---- Input data

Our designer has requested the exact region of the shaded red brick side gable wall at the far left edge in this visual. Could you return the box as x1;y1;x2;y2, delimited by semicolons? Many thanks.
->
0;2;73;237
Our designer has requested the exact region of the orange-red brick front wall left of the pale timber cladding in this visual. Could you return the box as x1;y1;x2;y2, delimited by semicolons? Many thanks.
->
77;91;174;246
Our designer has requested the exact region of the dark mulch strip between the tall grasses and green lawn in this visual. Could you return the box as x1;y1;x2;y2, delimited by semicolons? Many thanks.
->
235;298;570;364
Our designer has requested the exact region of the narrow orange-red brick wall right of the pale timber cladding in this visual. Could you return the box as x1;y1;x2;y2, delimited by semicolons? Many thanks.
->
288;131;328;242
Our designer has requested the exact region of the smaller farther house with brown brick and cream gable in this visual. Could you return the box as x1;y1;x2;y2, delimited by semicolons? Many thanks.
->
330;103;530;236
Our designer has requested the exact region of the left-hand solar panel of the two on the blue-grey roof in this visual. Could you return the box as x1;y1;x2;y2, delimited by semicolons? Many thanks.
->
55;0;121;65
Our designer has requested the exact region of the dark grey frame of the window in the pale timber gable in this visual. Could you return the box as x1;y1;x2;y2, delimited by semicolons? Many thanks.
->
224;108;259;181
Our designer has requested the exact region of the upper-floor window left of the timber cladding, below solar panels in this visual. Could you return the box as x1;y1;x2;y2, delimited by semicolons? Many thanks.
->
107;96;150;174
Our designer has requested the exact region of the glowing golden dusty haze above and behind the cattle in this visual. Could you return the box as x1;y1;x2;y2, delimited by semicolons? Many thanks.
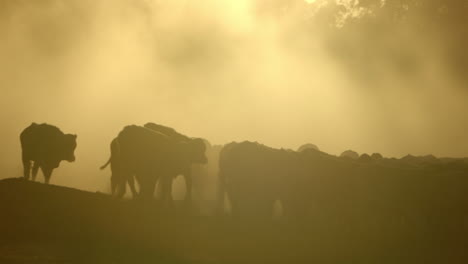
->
0;0;468;190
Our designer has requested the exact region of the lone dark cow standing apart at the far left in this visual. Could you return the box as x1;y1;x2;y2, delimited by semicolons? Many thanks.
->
20;123;77;184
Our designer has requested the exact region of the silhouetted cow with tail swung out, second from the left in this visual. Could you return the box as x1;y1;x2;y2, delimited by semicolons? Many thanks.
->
110;125;206;200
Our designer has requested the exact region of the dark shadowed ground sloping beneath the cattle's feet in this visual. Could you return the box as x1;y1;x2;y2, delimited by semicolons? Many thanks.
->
0;179;468;264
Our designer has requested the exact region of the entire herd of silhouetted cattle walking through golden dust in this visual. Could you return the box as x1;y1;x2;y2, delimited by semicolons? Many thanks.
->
20;123;468;221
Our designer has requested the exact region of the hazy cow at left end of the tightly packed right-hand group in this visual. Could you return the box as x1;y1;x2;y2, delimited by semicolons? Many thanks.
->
218;141;300;219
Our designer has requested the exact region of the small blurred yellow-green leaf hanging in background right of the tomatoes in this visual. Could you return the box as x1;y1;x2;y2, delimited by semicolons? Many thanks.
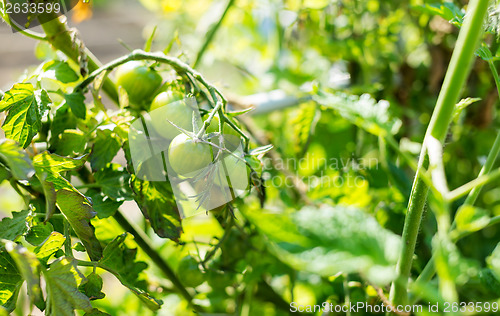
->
290;103;321;157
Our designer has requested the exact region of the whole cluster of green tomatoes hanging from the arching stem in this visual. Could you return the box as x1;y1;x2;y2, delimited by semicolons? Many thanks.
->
116;61;261;190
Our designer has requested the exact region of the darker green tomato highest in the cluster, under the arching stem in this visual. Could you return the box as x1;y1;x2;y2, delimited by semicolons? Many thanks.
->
116;61;163;110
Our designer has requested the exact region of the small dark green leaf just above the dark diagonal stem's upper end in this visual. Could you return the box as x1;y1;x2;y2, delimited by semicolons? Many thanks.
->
94;163;133;202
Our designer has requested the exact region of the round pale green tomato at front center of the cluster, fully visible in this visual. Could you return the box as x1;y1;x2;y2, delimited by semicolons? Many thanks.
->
168;134;212;178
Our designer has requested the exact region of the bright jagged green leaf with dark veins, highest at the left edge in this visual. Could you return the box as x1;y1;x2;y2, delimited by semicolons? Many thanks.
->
0;83;52;148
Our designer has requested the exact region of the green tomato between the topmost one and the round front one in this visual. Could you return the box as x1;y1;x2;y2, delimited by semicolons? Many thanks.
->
149;91;197;139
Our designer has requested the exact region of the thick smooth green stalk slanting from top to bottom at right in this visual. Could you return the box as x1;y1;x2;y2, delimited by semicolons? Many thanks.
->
390;0;489;305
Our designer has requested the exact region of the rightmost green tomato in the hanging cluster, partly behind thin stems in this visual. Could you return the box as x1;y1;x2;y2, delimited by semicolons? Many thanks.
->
214;151;249;190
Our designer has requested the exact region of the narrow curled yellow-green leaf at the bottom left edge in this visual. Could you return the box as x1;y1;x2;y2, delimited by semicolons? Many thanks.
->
3;241;45;310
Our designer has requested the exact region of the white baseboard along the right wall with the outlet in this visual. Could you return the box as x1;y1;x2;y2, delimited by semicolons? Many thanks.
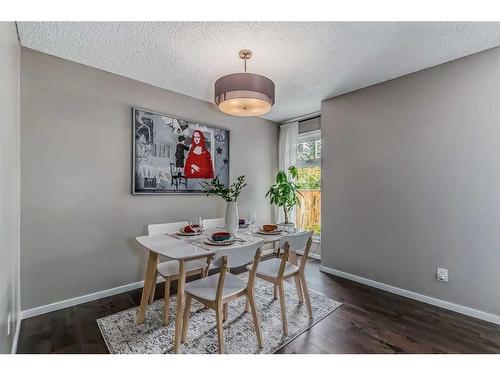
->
319;266;500;325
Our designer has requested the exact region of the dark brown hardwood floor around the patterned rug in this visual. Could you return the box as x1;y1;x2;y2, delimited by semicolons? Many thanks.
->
18;261;500;353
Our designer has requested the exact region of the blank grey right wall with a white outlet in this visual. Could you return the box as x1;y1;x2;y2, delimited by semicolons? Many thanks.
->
322;48;500;315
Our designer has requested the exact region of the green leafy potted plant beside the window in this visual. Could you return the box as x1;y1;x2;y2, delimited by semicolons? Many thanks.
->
266;165;302;227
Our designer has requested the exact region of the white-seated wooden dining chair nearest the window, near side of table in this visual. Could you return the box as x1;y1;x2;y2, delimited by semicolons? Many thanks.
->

--------

# [To do]
Repeat the records above exactly, leaving out any pictures they contain.

# [Response below]
Our designer has requested the exact region of the shaded red brick side gable wall at the far left edge in this visual. Could you return the box as x1;y1;x2;y2, delimited by semicolons? Many thanks.
->
0;2;73;237
Our designer has requested the exact region of the orange-red brick front wall left of the pale timber cladding in this visual. Could you return the box as x1;y1;x2;y2, delimited by semicolons? Many thanks.
->
77;91;174;246
Our designer has requested the exact region of the dark mulch strip between the tall grasses and green lawn in this visual. Could you return the box as x1;y1;x2;y2, delimited by semicolons? Many thanks.
->
235;298;570;364
Our designer has requested the exact region of the narrow orange-red brick wall right of the pale timber cladding in this visual. Could you return the box as x1;y1;x2;y2, delimited by semicolons? Many thanks.
->
288;131;328;242
Our designer has requested the exact region of the smaller farther house with brown brick and cream gable in this visual. Could you return the box as x1;y1;x2;y2, delimited by semicolons? Many thanks.
->
330;103;530;236
Our designer has requested the exact region of the left-hand solar panel of the two on the blue-grey roof in this visual. Could you return the box as x1;y1;x2;y2, delimited by semicolons? Many thanks.
->
55;0;121;65
Our designer has requested the exact region of the dark grey frame of the window in the pale timber gable in this visual. Could you return the box as x1;y1;x2;y2, delimited by semicolons? Many thanks.
->
224;108;259;181
Our designer has requested the exact region of the upper-floor window left of the timber cladding, below solar panels in this visual. Could you return the box as x1;y1;x2;y2, delimited by semicolons? Many thanks.
->
107;96;150;174
Our designer has requested the exact region of the glowing golden dusty haze above and behind the cattle in this visual. Could you return the box as x1;y1;x2;y2, delimited by semicolons? Many thanks.
->
0;0;468;190
Our designer has requested the exact region of the lone dark cow standing apart at the far left in this visual. Could you return the box as x1;y1;x2;y2, delimited by semicolons? Many thanks.
->
20;123;77;184
Our designer has requested the exact region of the silhouetted cow with tail swung out, second from the left in this visual. Could you return the box as x1;y1;x2;y2, delimited by semicolons? Many thanks.
->
110;125;206;200
Our designer has requested the exact region of the dark shadowed ground sloping beneath the cattle's feet in this visual. Could you return the box as x1;y1;x2;y2, delimited by semicolons? Many thanks.
->
0;179;468;264
Our designer has requested the exact region of the entire herd of silhouetted cattle walking through golden dust in this visual. Could you return the box as x1;y1;x2;y2, delimited by semicolons? Many thanks.
->
20;123;468;221
Our designer has requested the exact region of the hazy cow at left end of the tightly packed right-hand group in this visual. Could you return the box as x1;y1;x2;y2, delimited by semicolons? Many thanks.
->
218;141;300;219
Our designer has requested the exact region of the small blurred yellow-green leaf hanging in background right of the tomatoes in this visual. Could you return the box as x1;y1;x2;y2, delimited by semicolons? Many thanks.
->
290;103;321;157
Our designer has requested the exact region of the whole cluster of green tomatoes hanging from the arching stem in this visual. Could you return the box as x1;y1;x2;y2, delimited by semicolons? Many thanks.
->
116;61;261;190
Our designer has requested the exact region of the darker green tomato highest in the cluster, under the arching stem in this visual. Could you return the box as x1;y1;x2;y2, delimited by semicolons? Many thanks.
->
116;61;163;110
Our designer has requested the exact region of the small dark green leaf just above the dark diagonal stem's upper end in this visual. Could you return the box as x1;y1;x2;y2, delimited by semicolons? Many thanks.
->
94;163;133;202
Our designer has requested the exact region of the round pale green tomato at front center of the cluster, fully visible in this visual. Could you return the box as x1;y1;x2;y2, delimited by semicolons? Many thanks.
->
168;134;212;178
Our designer has requested the exact region of the bright jagged green leaf with dark veins, highest at the left edge in this visual. Could you return the box as x1;y1;x2;y2, delimited by semicolons? Many thanks.
->
0;83;52;148
Our designer has requested the exact region of the green tomato between the topmost one and the round front one in this visual. Could you return the box as x1;y1;x2;y2, delimited by semicolons? Many thanks.
->
149;91;197;139
Our designer has requested the exact region of the thick smooth green stalk slanting from top to bottom at right in this visual. Could you return the box as x1;y1;x2;y2, delimited by semicolons? Many thanks.
->
390;0;489;305
Our designer has requested the exact region of the rightmost green tomato in the hanging cluster, partly behind thin stems in this visual. Could you return the box as x1;y1;x2;y2, delimited by semicolons? Many thanks.
->
214;151;249;190
Our designer has requested the exact region of the narrow curled yellow-green leaf at the bottom left edge in this visual. Could you return the box as x1;y1;x2;y2, delimited by semicolons? Many thanks.
->
3;241;45;310
Our designer has requested the exact region of the white baseboard along the right wall with the outlet in this visual. Could you return the box as x1;y1;x2;y2, delimited by semicolons? Many thanks.
->
319;266;500;325
Our designer has requested the exact region of the dark brown hardwood floor around the patterned rug in this visual. Could you return the box as x1;y1;x2;y2, delimited by semicolons? Many thanks.
->
18;261;500;353
Our designer has requested the exact region of the blank grey right wall with a white outlet in this visual. Could you return the box as x1;y1;x2;y2, delimited by semicolons? Many thanks.
->
322;48;500;315
Our designer has requested the exact region of the green leafy potted plant beside the window in this visual. Could you return the box as x1;y1;x2;y2, delimited by semicolons? Many thanks.
->
266;165;302;227
Our designer has requested the exact region of the white-seated wooden dining chair nearest the window, near side of table in this visual. Could you return the box as x1;y1;x2;y2, delimited by semicolons? Many thanks.
->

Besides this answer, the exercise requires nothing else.